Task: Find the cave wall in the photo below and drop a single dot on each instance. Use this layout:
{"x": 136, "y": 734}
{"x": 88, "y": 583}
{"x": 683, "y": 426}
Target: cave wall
★ ★ ★ ★ ★
* **TASK PROMPT**
Count the lines in the entries above that contain the string "wall", treating uppercase and lowercase letters as different, and reply with only that number.

* **REPLY TO THE TASK**
2